DATA FOR PROCESSING —
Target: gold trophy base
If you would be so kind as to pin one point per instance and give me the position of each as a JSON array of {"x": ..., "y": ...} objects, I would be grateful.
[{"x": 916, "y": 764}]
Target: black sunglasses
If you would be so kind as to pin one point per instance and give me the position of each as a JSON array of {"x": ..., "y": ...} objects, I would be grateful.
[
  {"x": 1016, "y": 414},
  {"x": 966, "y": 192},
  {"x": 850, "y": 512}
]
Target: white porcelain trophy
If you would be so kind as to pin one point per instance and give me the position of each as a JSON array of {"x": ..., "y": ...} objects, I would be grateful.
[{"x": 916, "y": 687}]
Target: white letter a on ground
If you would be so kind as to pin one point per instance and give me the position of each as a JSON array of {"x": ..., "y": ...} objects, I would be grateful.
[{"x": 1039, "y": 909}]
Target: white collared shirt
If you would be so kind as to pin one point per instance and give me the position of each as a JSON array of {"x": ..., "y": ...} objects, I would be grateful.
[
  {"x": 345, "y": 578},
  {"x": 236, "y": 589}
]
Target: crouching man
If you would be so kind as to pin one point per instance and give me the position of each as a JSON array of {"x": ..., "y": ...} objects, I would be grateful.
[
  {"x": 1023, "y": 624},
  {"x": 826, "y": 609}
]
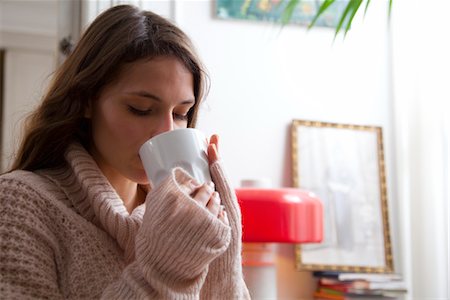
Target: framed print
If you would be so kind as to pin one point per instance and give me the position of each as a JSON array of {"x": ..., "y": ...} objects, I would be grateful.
[
  {"x": 273, "y": 10},
  {"x": 344, "y": 166}
]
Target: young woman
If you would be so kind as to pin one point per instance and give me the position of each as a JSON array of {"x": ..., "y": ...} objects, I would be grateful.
[{"x": 78, "y": 219}]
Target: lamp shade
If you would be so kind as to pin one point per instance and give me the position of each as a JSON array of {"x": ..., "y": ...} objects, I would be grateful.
[{"x": 283, "y": 215}]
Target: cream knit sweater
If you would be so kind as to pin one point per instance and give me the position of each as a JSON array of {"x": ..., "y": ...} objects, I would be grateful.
[{"x": 65, "y": 234}]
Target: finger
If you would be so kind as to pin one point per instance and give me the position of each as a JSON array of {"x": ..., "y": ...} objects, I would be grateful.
[
  {"x": 213, "y": 149},
  {"x": 214, "y": 204},
  {"x": 213, "y": 154},
  {"x": 190, "y": 186},
  {"x": 224, "y": 217},
  {"x": 214, "y": 140},
  {"x": 204, "y": 193}
]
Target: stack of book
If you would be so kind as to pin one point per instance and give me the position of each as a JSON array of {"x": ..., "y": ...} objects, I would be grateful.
[{"x": 353, "y": 286}]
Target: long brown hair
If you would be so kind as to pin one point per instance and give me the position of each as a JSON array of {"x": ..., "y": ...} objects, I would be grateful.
[{"x": 120, "y": 35}]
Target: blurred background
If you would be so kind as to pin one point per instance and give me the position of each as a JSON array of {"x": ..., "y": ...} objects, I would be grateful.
[{"x": 389, "y": 72}]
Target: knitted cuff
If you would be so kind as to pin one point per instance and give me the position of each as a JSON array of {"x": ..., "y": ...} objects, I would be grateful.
[
  {"x": 178, "y": 238},
  {"x": 225, "y": 278}
]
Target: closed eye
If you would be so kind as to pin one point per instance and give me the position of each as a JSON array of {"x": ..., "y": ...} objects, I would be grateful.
[
  {"x": 139, "y": 112},
  {"x": 180, "y": 117}
]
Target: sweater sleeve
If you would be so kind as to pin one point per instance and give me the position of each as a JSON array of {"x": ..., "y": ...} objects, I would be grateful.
[
  {"x": 27, "y": 261},
  {"x": 225, "y": 279},
  {"x": 177, "y": 241}
]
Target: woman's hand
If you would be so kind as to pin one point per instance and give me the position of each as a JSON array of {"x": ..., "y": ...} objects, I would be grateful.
[
  {"x": 207, "y": 197},
  {"x": 205, "y": 194},
  {"x": 213, "y": 149}
]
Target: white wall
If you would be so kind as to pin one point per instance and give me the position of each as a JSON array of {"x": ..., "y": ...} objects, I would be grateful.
[
  {"x": 264, "y": 77},
  {"x": 421, "y": 78},
  {"x": 28, "y": 33}
]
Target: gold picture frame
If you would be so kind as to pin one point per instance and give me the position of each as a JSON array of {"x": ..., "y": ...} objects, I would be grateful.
[{"x": 344, "y": 166}]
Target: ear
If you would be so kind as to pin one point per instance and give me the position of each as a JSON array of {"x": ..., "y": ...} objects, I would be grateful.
[{"x": 88, "y": 109}]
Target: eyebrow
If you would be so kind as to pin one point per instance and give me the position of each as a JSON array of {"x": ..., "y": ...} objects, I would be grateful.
[{"x": 156, "y": 98}]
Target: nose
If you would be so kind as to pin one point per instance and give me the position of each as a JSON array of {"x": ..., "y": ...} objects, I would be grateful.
[{"x": 165, "y": 123}]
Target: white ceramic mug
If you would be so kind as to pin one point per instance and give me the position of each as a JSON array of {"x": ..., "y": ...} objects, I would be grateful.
[{"x": 185, "y": 148}]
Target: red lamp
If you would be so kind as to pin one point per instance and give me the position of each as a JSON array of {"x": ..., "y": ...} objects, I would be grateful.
[{"x": 283, "y": 215}]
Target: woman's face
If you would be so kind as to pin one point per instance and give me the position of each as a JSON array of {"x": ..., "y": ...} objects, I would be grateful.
[{"x": 148, "y": 98}]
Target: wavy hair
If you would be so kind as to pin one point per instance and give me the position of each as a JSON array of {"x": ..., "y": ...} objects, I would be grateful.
[{"x": 120, "y": 35}]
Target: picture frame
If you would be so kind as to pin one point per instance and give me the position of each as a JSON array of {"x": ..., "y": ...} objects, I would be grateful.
[
  {"x": 273, "y": 10},
  {"x": 344, "y": 166}
]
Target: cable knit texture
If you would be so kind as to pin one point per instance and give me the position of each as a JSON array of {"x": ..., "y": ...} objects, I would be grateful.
[{"x": 65, "y": 234}]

TASK GOAL — Pictures stay out, but everything else in the records must be output exactly.

ANSWER FOR THE TASK —
Target: gold trophy base
If you would be so kind as to pin one point per instance and give me the position of each as a JSON array of {"x": ..., "y": ...} objects, I would be grateful.
[{"x": 916, "y": 764}]
Target: black sunglasses
If you would be so kind as to pin one point per instance and give me the position of each as a JSON array of {"x": ..., "y": ...} objects, I would be grateful.
[
  {"x": 1016, "y": 414},
  {"x": 966, "y": 192},
  {"x": 850, "y": 512}
]
Target: white porcelain trophy
If you would be so kind as to pin one point per instance and give me the position of each as a JSON array of {"x": ..., "y": ...} objects, I would be grateful.
[{"x": 916, "y": 687}]
Target: white letter a on ground
If you would be so kind as to pin one point per instance and give me the position of each as a JSON array of {"x": ..., "y": ...} objects, I would be grateful.
[{"x": 1039, "y": 909}]
Target: white collared shirt
If you would be so kind as to pin one point per instance and give me the position of each as a JSON array of {"x": ..., "y": ...} objects, I would be grateful.
[
  {"x": 345, "y": 578},
  {"x": 236, "y": 589}
]
Target: crouching man
If you would be so kind as to pin one point per instance and give me the position of each as a JSON array of {"x": ..., "y": ...} objects, I would be grateful.
[
  {"x": 1023, "y": 624},
  {"x": 826, "y": 609}
]
Target: framed print
If you would be so kind as to pin one point per instance and give me the position of each as a JSON array of {"x": ..., "y": ...} objects, I would be grateful.
[
  {"x": 273, "y": 10},
  {"x": 344, "y": 166}
]
Target: young woman
If you would be so kind as to pin one point per instance and give me the position of each as a JSON array of {"x": ..., "y": ...} objects, I would be grateful.
[{"x": 78, "y": 219}]
Target: lamp shade
If you would be so kind as to pin one point per instance and give me the position of each as a JSON array of {"x": ..., "y": ...} objects, I would be grateful.
[{"x": 283, "y": 215}]
Target: cream knit sweater
If you would be so kind as to pin one point per instance and give me the position of each as a JSON array of {"x": ..., "y": ...} objects, I would be grateful.
[{"x": 65, "y": 234}]
Target: finger
If you would be so kind as to pin one point per instance and give me the position of each as a JSON array of {"x": ..., "y": ...} objects, I would be grateful.
[
  {"x": 213, "y": 149},
  {"x": 214, "y": 204},
  {"x": 213, "y": 154},
  {"x": 190, "y": 186},
  {"x": 224, "y": 217},
  {"x": 214, "y": 140},
  {"x": 204, "y": 193}
]
Target: stack of book
If you would be so kind as to pin one point per instance and give me the position of each as a JSON array of {"x": ..., "y": ...} objects, I would be grateful.
[{"x": 353, "y": 286}]
Target: long brown hair
If you would be so kind as to pin one point per instance and give me the position of each as a JSON array of {"x": ..., "y": ...} objects, I would be grateful.
[{"x": 120, "y": 35}]
Target: blurred background
If you would be so kind as to pin one point per instance and give me the position of each as a JSON array of {"x": ..., "y": ...} objects, I would be grateful.
[{"x": 389, "y": 72}]
Target: knitted cuff
If you would be so kind as to pin one point per instance and give me the position of each as a JSON array of {"x": ..., "y": ...} objects, I would be grateful.
[
  {"x": 178, "y": 238},
  {"x": 225, "y": 278}
]
Target: closed eye
If you would be so kind as to pin one point per instance and give me the position of each as a JSON array of {"x": ..., "y": ...} objects, I would be grateful.
[
  {"x": 139, "y": 112},
  {"x": 180, "y": 117}
]
Target: sweater sleeve
If you would be so kind as to pin one point per instance and give me the position of each as a JSON array of {"x": ..., "y": ...} objects, I would be grateful.
[
  {"x": 27, "y": 261},
  {"x": 225, "y": 279},
  {"x": 177, "y": 241}
]
Target: woman's hand
If you would be so kind as to pin one point per instance and give me the position of each as a JSON array of {"x": ..., "y": ...} objects, I would be grateful.
[
  {"x": 207, "y": 197},
  {"x": 205, "y": 194},
  {"x": 213, "y": 149}
]
Target: white wall
If you would be so kind as to pin one point per instance and give me the position of each as a JSON array of {"x": ..., "y": ...} objects, I would be grateful.
[
  {"x": 264, "y": 77},
  {"x": 421, "y": 78},
  {"x": 28, "y": 33}
]
Target: gold picture frame
If you would be so kind as to pin one point per instance and give me the position of each as a JSON array of {"x": ..., "y": ...} objects, I would be grateful.
[{"x": 344, "y": 166}]
Target: ear
If you would be so kind as to pin one point per instance and give me the position of each as a JSON array of {"x": ..., "y": ...} objects, I would be grateful.
[{"x": 88, "y": 109}]
Target: eyebrow
If you would be so kind as to pin one point per instance and give me the position of each as a JSON array of {"x": ..., "y": ...} objects, I would be grateful.
[{"x": 156, "y": 98}]
Target: nose
If you would be so kind as to pin one point per instance and give me the position of each as a JSON array of {"x": ..., "y": ...} objects, I would be grateful.
[{"x": 165, "y": 123}]
Target: white ceramic mug
If you would be so kind as to pin one point per instance and give me the position of each as a JSON array of {"x": ..., "y": ...} objects, I would be grateful.
[{"x": 185, "y": 148}]
Target: red lamp
If you would be so kind as to pin one point per instance and give me the position of each as a JSON array of {"x": ..., "y": ...} objects, I would be grateful.
[{"x": 283, "y": 215}]
Target: woman's face
If you would be so kind as to pin one point per instance and give me the position of each as a JSON array of {"x": ..., "y": ...} objects, I would be grateful.
[{"x": 148, "y": 98}]
Target: wavy hair
If you would be so kind as to pin one point per instance and give me the position of each as a JSON array of {"x": ..., "y": ...} objects, I would be grateful.
[{"x": 120, "y": 35}]
Target: picture frame
If you would be so kind as to pin one point per instance and give me the position of each as a JSON array of {"x": ..., "y": ...} objects, I would be grateful.
[
  {"x": 273, "y": 10},
  {"x": 344, "y": 166}
]
Target: cable knit texture
If you would be so kind as to pin one point per instance and give me the position of each as a JSON array of {"x": ..., "y": ...} objects, I would be grateful.
[{"x": 65, "y": 234}]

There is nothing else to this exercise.